▸ **EXCERPT TO READ**:

▽

Gawker Media Files for Chapter 11 Bankruptcy

Nick Denton Court Pic Getty H 2016
John Pendygraft-Pool/Getty Images

Gawker Media has filed for Chapter 11 bankruptcy after a Florida judge issued a $140 million final judgment in favor of Hulk Hogan in the invasion-of-privacy lawsuit over the posting of a sex tape.

The online news organization founded in 2003 by Nick Denton, which now includes other sites like Deadspin, Jezebel and Kotaku, reports that it has less than $100 million in assets and hundreds of millions in liabilities. Gawker is currently facing a rash of litigation that's been connected to Silicon Valley billionaire Peter Thiel. Besides the Hogan suit, there are claims from a journalist and the alleged inventor of email who both say they were defamed. Gawker is also facing off against the parent company of the Daily Mail in court and was hit with a copyright lawsuit this week over a photograph of an Uber car.

△

[Stored data]
▽

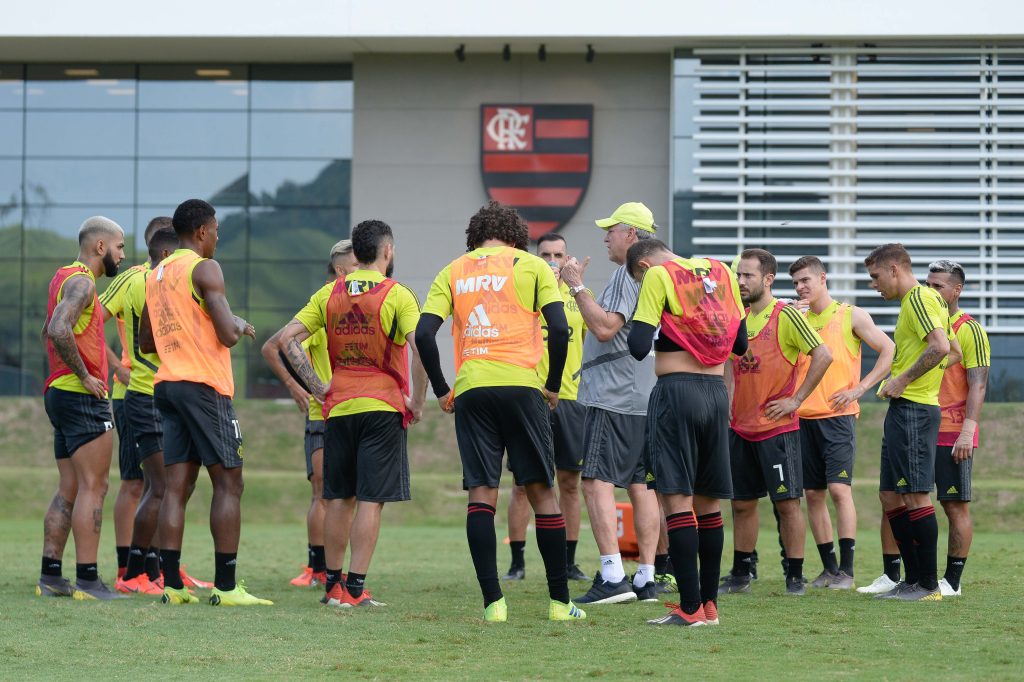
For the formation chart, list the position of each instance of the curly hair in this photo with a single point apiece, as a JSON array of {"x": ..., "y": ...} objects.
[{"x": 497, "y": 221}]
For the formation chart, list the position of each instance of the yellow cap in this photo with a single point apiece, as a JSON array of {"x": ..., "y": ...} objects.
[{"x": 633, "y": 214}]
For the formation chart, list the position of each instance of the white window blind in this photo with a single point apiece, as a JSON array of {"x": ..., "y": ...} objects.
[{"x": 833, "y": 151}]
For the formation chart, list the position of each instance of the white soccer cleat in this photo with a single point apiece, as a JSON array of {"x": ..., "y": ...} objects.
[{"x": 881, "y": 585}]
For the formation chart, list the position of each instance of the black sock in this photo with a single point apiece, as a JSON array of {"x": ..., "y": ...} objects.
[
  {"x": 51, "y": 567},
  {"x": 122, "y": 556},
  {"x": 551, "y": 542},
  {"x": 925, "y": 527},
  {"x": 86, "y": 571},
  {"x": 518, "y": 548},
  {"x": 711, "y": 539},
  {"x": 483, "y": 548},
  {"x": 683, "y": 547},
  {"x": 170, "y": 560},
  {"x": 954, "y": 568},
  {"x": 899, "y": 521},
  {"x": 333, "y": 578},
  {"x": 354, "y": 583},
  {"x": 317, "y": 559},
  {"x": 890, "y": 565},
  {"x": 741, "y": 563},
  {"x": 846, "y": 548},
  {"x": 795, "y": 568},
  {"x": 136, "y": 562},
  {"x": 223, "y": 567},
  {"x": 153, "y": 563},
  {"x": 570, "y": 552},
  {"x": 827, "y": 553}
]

△

▸ **ASSIGNMENT 1**:
Rewrite the Gawker bankruptcy article from "Nick Denton Court" up to and including "an Uber car.", replacing "lawsuit" with "suit".
▸ **ASSIGNMENT 2**:
Answer these questions using the Gawker bankruptcy article:
(a) In what year was Gawker Media founded, and by whom?
(b) How large was the final judgment the Florida judge issued in favor of Hulk Hogan?
(c) To which Silicon Valley billionaire has Gawker's litigation been connected?
▸ **ASSIGNMENT 3**:
Continue the Gawker bankruptcy article from its last sentence.
The entries are unrelated to the Gawker bankruptcy article.

▸ **ANSWER BOX 1**:
Nick Denton Court Pic Getty H 2016
John Pendygraft-Pool/Getty Images

Gawker Media has filed for Chapter 11 bankruptcy after a Florida judge issued a $140 million final judgment in favor of Hulk Hogan in the invasion-of-privacy suit over the posting of a sex tape.

The online news organization founded in 2003 by Nick Denton, which now includes other sites like Deadspin, Jezebel and Kotaku, reports that it has less than $100 million in assets and hundreds of millions in liabilities. Gawker is currently facing a rash of litigation that's been connected to Silicon Valley billionaire Peter Thiel. Besides the Hogan suit, there are claims from a journalist and the alleged inventor of email who both say they were defamed. Gawker is also facing off against the parent company of the Daily Mail in court and was hit with a copyright suit this week over a photograph of an Uber car.

▸ **ANSWER BOX 2**:
(a) 2003, by Nick Denton
(b) $140 million
(c) Peter Thiel

▸ **ANSWER BOX 3**:
Gawker has hired the investment bank Houlihan Lokey to advise it on a possible sale. In conjunction with the bankruptcy filing, Gawker also announced it had entered into an asset purchase agreement to sell its assets to Ziff Davis. The financial terms should be released soon, but it is believed that the tech publisher will be putting up $100 million for the site, which had about 44 million unique visitors last month. The sale could trigger an auction process for other potential buyers and is subject to approval from a bankruptcy court.

"The sale and filing are intended to preserve the value of GMG’s pioneering digital news business, safeguard the jobs of journalists and other staff, and allow GMG to fund the appeal against the $130 million judgment in the Hulk Hogan case against the company in a Florida state court," states a press release.

According to bankruptcy papers, Gawker has secured a $7.66 million loan from Silicon Valley Bank with a line of credit of $5.3 million. Additionally, it's got a second credit agreement worth $15 million with US VC Partners. Gawker will also be seeking $22 million in debtor financing while it aims to restructure itself and fight off collection efforts from Hogan as its dispute with the former professional wrestler goes to an appeals court.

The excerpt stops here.